§ **Your objective**: Rewrite the entries from the line with "Definition first: for each instance of the orange" up to and including the line with "[[233, 143], [250, 143]]", keeping the requests, and shift each answer coordinate by adding 76 to it. Leave the numbers in the requests and their sample point lists as they are.

§ **Material**:
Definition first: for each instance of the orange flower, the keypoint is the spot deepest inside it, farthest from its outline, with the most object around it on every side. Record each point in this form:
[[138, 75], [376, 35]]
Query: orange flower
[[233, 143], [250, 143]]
--
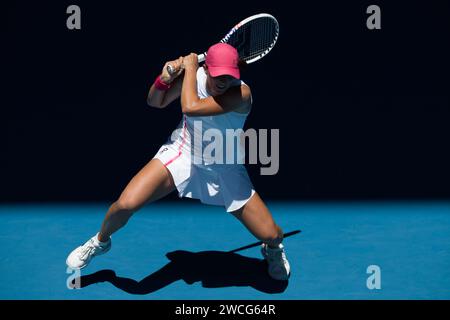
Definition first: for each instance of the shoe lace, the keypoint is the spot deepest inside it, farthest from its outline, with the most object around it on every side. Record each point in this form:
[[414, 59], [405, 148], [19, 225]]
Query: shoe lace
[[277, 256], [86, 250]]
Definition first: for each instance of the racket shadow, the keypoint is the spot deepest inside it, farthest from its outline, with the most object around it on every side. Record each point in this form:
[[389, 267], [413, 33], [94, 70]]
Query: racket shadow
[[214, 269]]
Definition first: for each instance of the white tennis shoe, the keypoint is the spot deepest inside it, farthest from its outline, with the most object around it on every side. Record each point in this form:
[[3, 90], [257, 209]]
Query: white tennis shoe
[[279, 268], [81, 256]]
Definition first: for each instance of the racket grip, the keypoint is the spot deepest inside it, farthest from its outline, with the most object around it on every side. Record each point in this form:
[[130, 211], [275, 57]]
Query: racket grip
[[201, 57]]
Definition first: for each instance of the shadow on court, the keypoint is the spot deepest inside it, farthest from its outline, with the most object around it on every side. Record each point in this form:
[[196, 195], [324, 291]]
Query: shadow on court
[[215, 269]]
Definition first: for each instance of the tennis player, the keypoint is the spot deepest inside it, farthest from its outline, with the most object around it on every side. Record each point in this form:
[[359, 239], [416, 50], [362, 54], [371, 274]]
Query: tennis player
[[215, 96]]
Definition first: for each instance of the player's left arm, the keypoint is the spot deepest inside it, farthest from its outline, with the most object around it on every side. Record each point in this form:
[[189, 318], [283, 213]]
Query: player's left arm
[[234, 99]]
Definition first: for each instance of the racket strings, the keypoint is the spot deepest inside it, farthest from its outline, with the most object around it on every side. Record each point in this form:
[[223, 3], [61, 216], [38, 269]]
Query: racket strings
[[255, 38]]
==
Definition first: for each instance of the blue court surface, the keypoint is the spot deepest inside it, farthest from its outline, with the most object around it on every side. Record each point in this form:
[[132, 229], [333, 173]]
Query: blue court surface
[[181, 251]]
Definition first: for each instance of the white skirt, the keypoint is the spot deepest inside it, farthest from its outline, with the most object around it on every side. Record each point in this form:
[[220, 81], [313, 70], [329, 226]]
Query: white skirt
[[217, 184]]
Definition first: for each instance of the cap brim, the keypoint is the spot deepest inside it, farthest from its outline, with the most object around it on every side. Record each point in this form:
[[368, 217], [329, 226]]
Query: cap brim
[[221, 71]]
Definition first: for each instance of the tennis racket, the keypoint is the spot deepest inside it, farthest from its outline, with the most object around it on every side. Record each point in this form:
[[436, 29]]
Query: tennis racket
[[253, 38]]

§ **Result of the task**:
Definition first: for each instance of the orange flower, the keypoint is the spot deepest inside it, farthest from its outline, with the most object around it on every side. Record each point in this form:
[[138, 75], [376, 35]]
Query: orange flower
[[309, 219], [326, 219]]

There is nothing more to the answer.